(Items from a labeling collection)
— start —

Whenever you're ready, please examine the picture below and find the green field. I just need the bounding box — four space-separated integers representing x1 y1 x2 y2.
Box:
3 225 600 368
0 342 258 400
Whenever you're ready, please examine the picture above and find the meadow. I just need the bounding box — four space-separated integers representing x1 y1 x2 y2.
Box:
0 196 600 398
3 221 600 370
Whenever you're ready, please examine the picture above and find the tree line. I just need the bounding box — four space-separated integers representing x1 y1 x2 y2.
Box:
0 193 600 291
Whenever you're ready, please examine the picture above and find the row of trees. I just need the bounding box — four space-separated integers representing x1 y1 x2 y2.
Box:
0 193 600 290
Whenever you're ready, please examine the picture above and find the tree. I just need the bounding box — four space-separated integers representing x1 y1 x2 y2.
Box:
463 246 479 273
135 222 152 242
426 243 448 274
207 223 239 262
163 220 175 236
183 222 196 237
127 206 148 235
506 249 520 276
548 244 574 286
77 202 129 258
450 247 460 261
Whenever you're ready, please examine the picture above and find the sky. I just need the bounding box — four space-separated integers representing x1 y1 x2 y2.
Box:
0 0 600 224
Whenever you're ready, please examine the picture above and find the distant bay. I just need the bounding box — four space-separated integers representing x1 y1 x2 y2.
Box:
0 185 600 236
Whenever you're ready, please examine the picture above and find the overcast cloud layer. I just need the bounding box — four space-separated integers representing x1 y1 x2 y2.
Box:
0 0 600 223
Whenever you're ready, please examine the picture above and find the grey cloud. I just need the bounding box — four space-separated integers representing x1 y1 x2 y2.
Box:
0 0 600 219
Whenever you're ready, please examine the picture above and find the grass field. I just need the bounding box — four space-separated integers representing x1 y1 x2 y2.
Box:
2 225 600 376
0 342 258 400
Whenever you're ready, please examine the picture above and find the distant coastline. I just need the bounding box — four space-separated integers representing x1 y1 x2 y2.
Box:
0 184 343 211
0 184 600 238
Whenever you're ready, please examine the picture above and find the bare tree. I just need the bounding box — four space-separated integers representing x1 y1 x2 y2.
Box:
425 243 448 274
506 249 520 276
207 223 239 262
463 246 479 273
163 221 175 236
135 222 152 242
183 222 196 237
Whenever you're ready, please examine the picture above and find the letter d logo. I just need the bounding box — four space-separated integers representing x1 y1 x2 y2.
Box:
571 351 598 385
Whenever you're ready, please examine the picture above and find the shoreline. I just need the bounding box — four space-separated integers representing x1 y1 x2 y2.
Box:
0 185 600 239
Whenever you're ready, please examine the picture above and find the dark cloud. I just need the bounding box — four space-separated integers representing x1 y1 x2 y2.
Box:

— end —

Retype all of the rows above word for word, one line at a time.

Whenever you're ready, please examine the picture below and find the green field. I just need the bounding box — four space-separated integers representing x1 y1 x2 y2.
Box:
3 225 600 368
0 342 258 400
Whenever you're ready, please examine the picture above and find the meadow. I just need the bounding box — four space-separated integers representing x1 y1 x2 y2.
Box:
0 196 600 398
3 221 600 370
Whenever you're ready, please examine the picture above and find the tree line. I just need the bounding box — four space-separated integers representing x1 y1 x2 y2.
Box:
0 193 600 291
Whenever you're ready, please examine the picture above and find the row of trees. I just need the bounding box — four space-separated integers representing x1 y1 x2 y2.
Box:
0 193 600 290
Whenever you're ready, please examine the picture above and find the tree. I just need the bounding box — four space-separated integers representing x1 y1 x2 y2.
Box:
463 246 479 273
135 222 152 242
426 243 448 274
207 223 239 262
163 220 175 236
183 222 196 237
127 206 148 235
506 249 520 276
548 244 574 286
77 202 129 258
450 247 460 261
Whenever you're ready, please examine the picture above and find the sky. I just need the bounding box — four space-separated integers representing x1 y1 x2 y2.
Box:
0 0 600 224
Whenever you're ready, please examine the picture above and find the distant bay. I just need the bounding box — four space-separated integers representing x1 y1 x2 y2.
Box:
0 185 600 236
Whenever you're ready, please examine the picture above and find the overcast cloud layer. I just need the bounding box — four space-separated integers representing x1 y1 x2 y2.
Box:
0 0 600 223
Whenever you're ready, please examine the picture above and find the grey cloud. I just need the bounding box — four space-separated integers representing x1 y1 x2 y2.
Box:
0 0 600 219
Whenever you're ready, please examine the picture above and find the grass field. I just need the bounding box — four space-separated integers representing x1 y1 x2 y2.
Box:
2 225 600 376
0 342 258 400
Whenever you're ready, please examine the picture above and find the distant coastline. I just need the bounding box — four space-separated integers representing x1 y1 x2 y2.
Box:
0 184 343 211
0 184 600 238
Whenever you're ready, please examine the picture above and find the bare tree. I just need the bounding box — four space-separated integers representing x1 y1 x2 y2.
Box:
425 243 448 274
506 249 520 276
207 223 239 262
463 246 479 273
163 221 175 236
135 222 152 242
183 222 196 237
Whenever you're ready, please examine the picture above and find the letter d logo. I just need the bounding box — four space-separated integers representing x1 y1 x2 y2.
Box:
571 351 598 385
Whenever you're ready, please examine the picture above and find the shoreline. I just need the bounding box — four space-separated integers representing x1 y1 x2 y2.
Box:
0 185 600 239
Whenever you're ready, please examine the picture above and find the dark cloud. I just need the bounding box — four space-separated integers representing x1 y1 x2 y2.
Box:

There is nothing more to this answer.